• WHAT THE TASK ASKS
Exclude the pictures, then restate exactly each line of the data below from the first through the line containing "Target: bear's hind leg".

• SOURCE DATA
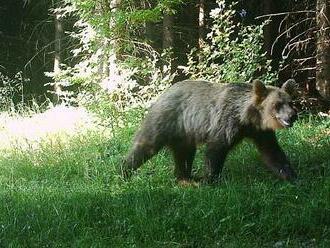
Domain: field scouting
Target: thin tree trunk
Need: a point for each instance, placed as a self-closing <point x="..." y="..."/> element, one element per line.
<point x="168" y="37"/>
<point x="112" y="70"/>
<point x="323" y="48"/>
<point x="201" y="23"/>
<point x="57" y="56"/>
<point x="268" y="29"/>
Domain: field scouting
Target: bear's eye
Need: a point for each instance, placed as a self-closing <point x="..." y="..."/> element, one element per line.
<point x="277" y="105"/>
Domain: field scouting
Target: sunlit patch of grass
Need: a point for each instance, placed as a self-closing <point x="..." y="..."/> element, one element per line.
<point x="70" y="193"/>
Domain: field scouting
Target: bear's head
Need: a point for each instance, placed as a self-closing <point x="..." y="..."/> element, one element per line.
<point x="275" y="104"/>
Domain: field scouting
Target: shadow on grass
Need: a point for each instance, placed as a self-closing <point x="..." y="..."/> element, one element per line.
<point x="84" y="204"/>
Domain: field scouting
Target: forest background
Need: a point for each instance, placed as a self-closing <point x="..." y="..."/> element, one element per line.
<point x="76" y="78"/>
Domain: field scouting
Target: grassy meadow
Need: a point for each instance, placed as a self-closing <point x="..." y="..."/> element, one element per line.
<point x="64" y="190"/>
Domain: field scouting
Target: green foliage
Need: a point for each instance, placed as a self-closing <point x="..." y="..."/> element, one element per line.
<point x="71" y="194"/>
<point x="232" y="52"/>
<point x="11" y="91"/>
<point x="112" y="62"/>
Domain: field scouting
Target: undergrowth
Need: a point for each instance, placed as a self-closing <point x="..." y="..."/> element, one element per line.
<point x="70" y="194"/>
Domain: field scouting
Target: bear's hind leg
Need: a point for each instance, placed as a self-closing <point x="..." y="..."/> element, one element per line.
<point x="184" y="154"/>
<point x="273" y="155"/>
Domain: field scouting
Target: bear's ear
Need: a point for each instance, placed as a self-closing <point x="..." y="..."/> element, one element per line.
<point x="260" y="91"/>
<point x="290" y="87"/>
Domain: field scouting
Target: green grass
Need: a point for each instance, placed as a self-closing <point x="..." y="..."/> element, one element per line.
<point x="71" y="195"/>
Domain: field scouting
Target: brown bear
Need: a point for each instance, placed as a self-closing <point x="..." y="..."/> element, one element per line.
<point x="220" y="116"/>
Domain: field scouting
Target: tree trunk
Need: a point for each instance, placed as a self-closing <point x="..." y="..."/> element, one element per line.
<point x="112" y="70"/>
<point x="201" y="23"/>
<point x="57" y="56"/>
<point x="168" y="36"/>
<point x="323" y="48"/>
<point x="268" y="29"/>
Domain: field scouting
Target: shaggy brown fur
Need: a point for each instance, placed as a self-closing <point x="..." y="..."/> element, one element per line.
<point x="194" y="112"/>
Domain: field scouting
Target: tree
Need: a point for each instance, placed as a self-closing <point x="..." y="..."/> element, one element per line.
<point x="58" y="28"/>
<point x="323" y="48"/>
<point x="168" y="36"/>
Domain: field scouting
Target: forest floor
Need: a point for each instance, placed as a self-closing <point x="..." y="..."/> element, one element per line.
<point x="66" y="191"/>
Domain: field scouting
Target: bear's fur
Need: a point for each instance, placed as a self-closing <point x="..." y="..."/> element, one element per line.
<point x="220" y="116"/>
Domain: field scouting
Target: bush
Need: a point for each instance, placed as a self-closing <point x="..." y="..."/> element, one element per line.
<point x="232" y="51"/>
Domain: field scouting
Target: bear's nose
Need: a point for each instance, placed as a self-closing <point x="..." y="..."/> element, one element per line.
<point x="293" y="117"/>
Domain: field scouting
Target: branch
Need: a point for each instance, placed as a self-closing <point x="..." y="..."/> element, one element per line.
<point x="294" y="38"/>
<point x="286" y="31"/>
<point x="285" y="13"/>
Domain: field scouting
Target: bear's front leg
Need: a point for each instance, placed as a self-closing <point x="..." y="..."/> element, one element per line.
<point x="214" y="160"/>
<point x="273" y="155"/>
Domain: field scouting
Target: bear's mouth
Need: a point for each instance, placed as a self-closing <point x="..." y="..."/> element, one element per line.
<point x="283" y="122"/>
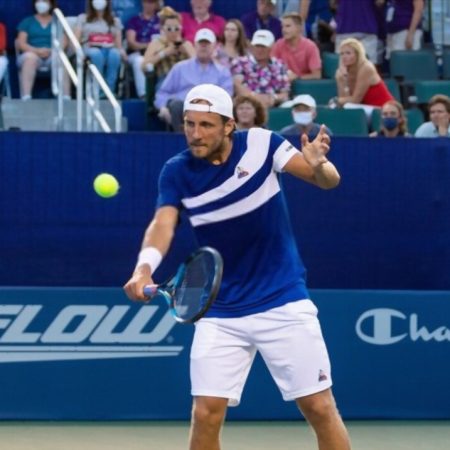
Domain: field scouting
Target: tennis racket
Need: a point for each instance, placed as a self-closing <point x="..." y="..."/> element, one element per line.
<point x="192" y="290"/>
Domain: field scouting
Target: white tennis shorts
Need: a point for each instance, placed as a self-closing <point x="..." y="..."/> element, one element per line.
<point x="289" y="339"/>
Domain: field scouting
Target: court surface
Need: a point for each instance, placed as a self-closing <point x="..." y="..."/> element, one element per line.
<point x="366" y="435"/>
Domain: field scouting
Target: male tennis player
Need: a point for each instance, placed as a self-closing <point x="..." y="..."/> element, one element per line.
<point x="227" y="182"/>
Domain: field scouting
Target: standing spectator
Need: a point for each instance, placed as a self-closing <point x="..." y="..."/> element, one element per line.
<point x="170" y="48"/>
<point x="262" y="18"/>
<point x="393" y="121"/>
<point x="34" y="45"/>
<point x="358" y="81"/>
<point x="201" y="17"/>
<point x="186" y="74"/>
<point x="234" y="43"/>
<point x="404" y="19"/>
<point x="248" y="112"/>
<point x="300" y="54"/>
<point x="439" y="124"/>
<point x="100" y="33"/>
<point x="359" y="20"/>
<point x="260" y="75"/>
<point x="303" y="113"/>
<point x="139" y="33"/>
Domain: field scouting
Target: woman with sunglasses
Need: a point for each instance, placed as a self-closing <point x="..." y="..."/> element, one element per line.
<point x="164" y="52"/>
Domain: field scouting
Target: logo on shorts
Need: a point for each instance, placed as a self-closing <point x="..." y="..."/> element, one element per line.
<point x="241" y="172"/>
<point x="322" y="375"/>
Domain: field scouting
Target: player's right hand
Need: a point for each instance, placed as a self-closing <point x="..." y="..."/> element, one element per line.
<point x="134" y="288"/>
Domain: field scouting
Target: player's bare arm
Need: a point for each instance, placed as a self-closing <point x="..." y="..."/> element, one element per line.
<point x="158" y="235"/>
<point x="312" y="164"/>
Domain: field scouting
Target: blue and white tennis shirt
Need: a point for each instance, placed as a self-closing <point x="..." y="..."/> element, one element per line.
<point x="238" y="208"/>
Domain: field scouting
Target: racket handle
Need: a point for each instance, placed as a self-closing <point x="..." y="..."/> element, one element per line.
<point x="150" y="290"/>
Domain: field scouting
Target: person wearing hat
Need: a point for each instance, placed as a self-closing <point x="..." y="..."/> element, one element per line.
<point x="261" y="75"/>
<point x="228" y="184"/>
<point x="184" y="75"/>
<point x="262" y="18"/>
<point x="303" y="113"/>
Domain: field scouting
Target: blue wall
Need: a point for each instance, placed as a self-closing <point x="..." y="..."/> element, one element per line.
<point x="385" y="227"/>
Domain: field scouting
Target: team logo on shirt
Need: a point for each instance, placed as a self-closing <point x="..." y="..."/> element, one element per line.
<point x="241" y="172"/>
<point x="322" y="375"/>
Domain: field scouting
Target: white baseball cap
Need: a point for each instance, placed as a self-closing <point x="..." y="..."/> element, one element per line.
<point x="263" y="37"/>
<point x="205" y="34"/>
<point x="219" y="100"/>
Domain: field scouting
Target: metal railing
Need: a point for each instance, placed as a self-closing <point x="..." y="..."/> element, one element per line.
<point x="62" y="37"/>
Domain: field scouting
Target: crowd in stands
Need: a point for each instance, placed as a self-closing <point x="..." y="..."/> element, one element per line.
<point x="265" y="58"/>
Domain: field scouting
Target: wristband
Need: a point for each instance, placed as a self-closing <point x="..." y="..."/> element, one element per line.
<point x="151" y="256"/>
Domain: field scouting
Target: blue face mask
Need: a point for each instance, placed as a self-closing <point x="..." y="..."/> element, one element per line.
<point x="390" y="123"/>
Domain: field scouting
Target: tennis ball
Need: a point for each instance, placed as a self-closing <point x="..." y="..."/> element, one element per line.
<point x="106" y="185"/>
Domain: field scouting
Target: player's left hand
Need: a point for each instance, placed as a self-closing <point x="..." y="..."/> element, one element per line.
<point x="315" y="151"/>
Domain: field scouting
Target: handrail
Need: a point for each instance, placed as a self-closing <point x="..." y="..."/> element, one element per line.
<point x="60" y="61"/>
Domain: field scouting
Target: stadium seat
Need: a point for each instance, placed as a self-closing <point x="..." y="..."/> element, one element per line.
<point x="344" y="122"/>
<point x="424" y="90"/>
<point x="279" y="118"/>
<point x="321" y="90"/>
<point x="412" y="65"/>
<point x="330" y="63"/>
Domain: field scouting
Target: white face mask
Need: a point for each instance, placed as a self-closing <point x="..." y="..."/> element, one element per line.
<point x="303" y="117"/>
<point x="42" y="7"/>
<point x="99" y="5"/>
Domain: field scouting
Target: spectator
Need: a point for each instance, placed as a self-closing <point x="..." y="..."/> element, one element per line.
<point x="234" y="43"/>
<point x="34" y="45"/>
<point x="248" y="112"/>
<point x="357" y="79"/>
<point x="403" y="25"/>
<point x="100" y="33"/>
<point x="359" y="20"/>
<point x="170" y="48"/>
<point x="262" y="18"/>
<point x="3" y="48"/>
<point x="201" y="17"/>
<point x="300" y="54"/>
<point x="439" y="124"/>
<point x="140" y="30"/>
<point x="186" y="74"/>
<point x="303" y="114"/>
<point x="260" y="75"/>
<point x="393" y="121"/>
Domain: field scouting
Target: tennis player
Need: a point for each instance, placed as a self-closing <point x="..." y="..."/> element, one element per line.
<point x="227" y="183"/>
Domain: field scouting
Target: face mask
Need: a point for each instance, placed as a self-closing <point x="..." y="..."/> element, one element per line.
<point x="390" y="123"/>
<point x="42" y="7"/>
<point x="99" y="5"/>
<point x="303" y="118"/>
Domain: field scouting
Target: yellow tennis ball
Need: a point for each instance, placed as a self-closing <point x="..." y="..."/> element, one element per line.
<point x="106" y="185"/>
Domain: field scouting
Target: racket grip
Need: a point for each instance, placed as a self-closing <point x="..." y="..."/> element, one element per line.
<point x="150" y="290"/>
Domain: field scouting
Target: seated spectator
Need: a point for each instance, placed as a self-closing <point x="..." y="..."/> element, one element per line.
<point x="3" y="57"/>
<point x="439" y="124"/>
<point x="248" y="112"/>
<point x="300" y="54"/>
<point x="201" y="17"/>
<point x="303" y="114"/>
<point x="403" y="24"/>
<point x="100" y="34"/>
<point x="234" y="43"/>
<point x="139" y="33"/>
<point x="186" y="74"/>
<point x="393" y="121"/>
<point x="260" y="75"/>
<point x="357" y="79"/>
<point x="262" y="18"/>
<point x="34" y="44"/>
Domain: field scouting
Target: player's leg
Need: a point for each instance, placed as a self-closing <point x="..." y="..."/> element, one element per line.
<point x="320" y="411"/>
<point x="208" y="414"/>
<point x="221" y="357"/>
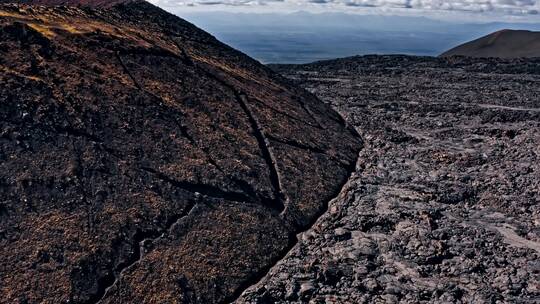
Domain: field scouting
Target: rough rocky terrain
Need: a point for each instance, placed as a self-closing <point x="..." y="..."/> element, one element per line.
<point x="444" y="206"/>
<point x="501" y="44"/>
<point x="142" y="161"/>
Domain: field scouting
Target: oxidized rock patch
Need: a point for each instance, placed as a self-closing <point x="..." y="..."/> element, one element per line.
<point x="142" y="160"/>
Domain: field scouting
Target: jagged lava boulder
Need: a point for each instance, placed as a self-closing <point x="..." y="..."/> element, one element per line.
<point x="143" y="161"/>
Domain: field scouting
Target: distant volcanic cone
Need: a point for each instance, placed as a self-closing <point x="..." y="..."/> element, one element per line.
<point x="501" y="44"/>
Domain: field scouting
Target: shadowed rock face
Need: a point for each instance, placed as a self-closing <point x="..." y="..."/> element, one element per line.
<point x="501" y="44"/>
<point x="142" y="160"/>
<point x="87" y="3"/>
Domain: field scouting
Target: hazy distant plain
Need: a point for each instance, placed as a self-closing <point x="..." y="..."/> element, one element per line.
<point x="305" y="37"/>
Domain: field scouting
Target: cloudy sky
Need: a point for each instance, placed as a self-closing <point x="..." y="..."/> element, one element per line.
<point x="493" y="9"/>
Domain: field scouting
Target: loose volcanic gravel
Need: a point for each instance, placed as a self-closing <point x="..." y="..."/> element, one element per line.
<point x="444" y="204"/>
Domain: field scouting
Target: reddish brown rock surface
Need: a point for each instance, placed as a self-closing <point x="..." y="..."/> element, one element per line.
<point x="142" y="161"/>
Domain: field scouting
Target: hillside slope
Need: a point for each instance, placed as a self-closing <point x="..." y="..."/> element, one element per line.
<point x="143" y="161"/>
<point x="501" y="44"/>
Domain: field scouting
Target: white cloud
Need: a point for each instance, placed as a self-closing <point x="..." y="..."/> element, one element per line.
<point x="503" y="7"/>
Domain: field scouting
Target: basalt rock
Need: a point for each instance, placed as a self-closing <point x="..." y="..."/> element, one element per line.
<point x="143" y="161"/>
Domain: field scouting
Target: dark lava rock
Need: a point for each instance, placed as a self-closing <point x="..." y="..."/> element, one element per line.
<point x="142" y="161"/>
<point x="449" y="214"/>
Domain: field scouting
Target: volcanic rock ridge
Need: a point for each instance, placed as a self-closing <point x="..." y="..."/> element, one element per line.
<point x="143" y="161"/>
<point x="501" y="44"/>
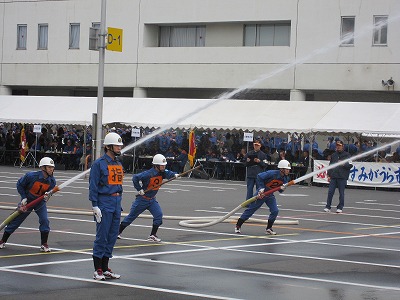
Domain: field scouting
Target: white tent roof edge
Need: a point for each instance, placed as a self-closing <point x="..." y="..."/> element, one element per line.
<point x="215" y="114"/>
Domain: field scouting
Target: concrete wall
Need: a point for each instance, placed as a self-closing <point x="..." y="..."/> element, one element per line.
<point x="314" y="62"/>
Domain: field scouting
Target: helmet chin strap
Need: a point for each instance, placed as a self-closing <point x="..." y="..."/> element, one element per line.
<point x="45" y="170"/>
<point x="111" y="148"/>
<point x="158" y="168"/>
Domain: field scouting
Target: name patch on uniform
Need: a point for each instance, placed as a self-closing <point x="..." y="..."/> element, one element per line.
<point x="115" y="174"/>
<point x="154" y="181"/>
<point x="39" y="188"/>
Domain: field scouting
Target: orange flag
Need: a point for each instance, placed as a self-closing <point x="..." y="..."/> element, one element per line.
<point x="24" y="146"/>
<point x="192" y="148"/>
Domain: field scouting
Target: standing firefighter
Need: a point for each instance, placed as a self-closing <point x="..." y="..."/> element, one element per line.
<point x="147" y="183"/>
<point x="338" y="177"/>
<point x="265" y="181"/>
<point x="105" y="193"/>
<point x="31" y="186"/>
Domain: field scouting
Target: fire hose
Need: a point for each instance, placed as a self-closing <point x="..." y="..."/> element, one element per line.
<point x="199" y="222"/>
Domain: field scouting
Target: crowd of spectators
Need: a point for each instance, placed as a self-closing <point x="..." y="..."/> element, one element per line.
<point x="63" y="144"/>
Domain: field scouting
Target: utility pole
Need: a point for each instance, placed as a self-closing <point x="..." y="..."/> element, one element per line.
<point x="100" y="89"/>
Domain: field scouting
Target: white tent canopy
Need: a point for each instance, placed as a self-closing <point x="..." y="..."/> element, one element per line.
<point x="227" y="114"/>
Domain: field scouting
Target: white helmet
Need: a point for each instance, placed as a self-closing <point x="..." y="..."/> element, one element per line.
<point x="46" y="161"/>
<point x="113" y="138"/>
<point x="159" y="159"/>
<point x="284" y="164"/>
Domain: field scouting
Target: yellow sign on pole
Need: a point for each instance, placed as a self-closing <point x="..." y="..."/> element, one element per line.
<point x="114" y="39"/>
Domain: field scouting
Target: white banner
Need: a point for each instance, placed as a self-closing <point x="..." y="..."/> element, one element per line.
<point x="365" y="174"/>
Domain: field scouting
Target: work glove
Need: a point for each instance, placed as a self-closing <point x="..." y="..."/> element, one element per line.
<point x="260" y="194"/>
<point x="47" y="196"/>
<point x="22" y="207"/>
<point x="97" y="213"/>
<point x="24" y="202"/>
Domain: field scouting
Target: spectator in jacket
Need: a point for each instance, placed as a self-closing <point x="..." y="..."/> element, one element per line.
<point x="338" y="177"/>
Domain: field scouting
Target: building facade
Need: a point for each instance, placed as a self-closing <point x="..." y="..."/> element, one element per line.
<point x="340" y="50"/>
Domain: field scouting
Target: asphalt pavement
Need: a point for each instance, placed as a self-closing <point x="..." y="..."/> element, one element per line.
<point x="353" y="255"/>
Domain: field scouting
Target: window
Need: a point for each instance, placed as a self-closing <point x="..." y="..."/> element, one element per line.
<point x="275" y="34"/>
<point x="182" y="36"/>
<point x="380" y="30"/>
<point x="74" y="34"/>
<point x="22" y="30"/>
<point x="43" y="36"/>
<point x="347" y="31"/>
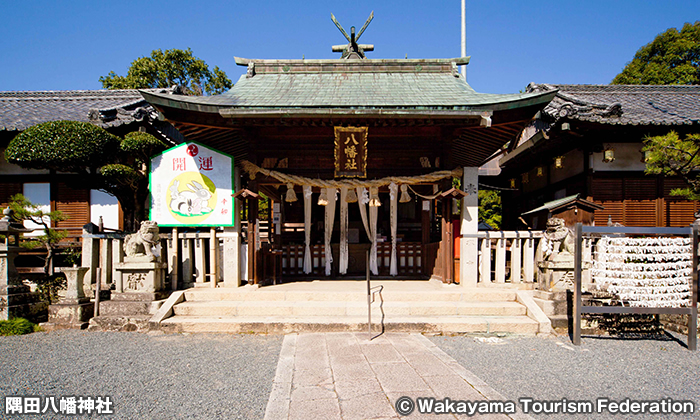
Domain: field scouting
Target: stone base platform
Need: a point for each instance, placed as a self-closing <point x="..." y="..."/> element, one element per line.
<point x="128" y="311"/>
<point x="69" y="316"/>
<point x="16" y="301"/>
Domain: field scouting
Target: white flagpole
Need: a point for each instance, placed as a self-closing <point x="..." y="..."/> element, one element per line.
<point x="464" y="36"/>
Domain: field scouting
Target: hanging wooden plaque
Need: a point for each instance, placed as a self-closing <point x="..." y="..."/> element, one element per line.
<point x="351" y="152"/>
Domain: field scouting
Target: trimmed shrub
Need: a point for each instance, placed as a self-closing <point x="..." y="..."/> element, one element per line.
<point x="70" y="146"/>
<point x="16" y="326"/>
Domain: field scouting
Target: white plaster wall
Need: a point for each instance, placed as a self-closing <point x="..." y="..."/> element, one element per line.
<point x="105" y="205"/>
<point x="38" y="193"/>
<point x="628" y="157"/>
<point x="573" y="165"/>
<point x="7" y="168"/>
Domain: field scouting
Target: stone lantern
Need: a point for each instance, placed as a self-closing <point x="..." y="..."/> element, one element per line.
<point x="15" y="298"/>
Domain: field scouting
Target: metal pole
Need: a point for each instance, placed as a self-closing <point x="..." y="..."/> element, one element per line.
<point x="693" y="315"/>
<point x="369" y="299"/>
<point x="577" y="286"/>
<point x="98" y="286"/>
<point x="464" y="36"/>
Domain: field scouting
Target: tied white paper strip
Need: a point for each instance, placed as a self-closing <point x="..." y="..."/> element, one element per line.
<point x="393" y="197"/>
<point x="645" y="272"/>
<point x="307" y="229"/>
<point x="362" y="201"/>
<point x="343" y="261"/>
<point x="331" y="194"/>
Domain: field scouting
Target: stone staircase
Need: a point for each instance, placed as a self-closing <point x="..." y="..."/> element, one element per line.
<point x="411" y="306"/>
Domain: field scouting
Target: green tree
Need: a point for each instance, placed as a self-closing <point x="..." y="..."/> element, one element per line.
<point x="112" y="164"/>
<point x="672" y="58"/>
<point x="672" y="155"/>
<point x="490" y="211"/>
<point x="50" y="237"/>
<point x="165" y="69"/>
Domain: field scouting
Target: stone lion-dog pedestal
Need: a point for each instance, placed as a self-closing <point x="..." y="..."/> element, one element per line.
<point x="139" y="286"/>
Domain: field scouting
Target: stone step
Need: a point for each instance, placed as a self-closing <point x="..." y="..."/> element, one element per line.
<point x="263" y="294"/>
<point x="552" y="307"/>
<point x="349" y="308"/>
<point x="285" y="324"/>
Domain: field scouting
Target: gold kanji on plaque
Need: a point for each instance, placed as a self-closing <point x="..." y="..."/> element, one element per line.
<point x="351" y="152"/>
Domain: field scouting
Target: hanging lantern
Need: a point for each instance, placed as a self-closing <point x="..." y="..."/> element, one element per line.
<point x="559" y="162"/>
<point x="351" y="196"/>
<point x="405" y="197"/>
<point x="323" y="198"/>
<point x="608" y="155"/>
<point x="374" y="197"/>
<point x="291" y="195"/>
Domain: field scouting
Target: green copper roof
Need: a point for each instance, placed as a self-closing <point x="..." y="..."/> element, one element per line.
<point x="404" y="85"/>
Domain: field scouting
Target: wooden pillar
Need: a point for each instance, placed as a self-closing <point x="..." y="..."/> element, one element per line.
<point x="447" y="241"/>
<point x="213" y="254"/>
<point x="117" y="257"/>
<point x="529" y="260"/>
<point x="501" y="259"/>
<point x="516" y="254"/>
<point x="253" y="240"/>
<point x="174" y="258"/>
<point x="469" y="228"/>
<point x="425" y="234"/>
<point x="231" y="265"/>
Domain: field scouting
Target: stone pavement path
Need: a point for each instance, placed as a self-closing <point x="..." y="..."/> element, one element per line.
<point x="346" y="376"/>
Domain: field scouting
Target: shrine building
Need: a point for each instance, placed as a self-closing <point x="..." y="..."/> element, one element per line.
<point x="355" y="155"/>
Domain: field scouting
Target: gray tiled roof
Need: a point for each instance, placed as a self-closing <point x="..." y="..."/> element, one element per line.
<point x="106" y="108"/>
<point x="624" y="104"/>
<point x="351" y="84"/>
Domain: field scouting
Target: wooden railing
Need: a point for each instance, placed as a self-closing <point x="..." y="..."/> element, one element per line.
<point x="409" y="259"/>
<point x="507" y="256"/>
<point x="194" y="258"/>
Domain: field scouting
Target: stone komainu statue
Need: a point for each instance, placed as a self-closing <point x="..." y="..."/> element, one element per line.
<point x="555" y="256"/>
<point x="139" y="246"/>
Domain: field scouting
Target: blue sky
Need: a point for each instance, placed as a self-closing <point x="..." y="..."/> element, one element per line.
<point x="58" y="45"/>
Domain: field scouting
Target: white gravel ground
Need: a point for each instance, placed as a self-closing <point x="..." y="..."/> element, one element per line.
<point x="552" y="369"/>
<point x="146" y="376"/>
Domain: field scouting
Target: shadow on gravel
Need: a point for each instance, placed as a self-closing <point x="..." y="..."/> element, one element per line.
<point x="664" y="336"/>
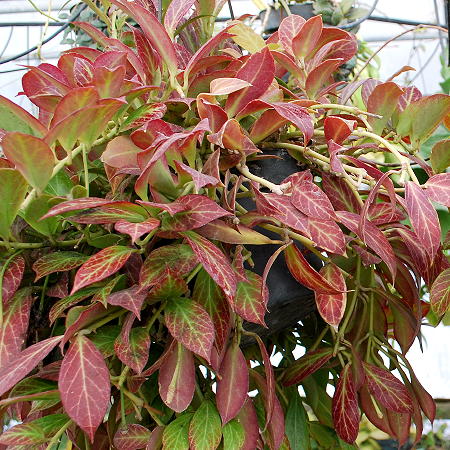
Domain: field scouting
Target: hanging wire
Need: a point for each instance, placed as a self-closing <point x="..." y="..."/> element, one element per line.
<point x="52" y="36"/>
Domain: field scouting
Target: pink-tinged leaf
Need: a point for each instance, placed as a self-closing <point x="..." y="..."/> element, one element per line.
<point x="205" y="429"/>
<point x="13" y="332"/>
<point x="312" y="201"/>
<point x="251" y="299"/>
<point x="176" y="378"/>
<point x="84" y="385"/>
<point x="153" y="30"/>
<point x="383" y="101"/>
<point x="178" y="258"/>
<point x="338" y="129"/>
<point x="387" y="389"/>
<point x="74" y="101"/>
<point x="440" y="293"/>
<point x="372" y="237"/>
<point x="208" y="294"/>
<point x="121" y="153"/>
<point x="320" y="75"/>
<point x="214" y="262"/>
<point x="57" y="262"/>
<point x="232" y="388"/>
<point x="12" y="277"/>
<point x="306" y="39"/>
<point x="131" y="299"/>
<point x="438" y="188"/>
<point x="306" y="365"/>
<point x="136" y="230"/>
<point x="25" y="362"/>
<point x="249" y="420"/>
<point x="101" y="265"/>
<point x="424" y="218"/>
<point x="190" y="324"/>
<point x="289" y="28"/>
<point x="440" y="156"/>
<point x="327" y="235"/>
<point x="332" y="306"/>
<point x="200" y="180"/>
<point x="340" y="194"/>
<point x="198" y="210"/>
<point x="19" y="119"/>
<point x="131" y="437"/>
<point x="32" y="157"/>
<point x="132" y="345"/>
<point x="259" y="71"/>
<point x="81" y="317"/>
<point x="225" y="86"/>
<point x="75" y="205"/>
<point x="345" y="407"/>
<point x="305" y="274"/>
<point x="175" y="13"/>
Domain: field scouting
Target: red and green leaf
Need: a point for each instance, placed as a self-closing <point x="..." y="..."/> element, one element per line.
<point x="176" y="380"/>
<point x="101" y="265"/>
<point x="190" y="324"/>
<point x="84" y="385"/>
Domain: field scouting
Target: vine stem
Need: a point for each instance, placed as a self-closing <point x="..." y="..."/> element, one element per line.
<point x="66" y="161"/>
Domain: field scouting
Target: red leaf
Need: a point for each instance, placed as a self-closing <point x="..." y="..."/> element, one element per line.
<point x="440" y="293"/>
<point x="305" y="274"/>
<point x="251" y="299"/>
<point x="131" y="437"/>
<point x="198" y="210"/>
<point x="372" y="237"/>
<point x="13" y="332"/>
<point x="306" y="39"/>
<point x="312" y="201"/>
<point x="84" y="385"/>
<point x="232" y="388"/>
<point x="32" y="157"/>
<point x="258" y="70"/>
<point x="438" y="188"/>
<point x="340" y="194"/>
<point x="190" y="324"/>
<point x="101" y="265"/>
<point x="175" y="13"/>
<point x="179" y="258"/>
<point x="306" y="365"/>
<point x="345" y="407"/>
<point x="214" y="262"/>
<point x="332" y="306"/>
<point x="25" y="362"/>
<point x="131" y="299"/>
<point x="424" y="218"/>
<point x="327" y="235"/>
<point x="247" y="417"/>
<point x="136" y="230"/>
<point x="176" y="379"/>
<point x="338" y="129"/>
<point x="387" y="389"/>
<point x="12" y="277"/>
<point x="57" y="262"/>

• ANSWER FOR THE TASK
Domain: field scouting
Target: thin tree trunk
Need: a point for each instance, placed as a self-closing <point x="..." y="..."/> element, one element per line.
<point x="168" y="37"/>
<point x="112" y="70"/>
<point x="323" y="48"/>
<point x="201" y="23"/>
<point x="57" y="56"/>
<point x="268" y="29"/>
Domain: field scouting
Target: bear's eye
Need: a point for each instance, placed as a self-closing <point x="..." y="..."/> element, one element per line.
<point x="277" y="105"/>
Domain: field scouting
Target: sunlit patch of grass
Need: a point for each instance, placed as a self-closing <point x="..." y="..."/> element, one element per line.
<point x="70" y="193"/>
Domain: field scouting
Target: bear's head
Need: a point for each instance, placed as a self-closing <point x="..." y="..."/> element, one element per line.
<point x="275" y="104"/>
Domain: field scouting
Target: shadow on grass
Need: a point for each instance, placed as a self-closing <point x="..." y="..."/> element, one element per line.
<point x="84" y="204"/>
Domain: field scouting
Target: forest background
Need: a point for each instance, placed as a self-closing <point x="..." y="..."/> element, one element per line.
<point x="76" y="78"/>
Domain: field scouting
Target: grassy meadow
Need: a point for each instance, placed as a self-closing <point x="..." y="..."/> element, one element per line.
<point x="64" y="190"/>
Domain: field scouting
Target: green foliage
Need: a point for each instance, placed as a self-closing <point x="..." y="..."/> element, one element per line.
<point x="71" y="194"/>
<point x="232" y="52"/>
<point x="11" y="91"/>
<point x="112" y="62"/>
Domain: field scouting
Target: undergrowth
Need: a point for each instance, placed as a self-closing <point x="..." y="..."/> element, one element per line.
<point x="70" y="194"/>
Domain: field scouting
Target: bear's hind leg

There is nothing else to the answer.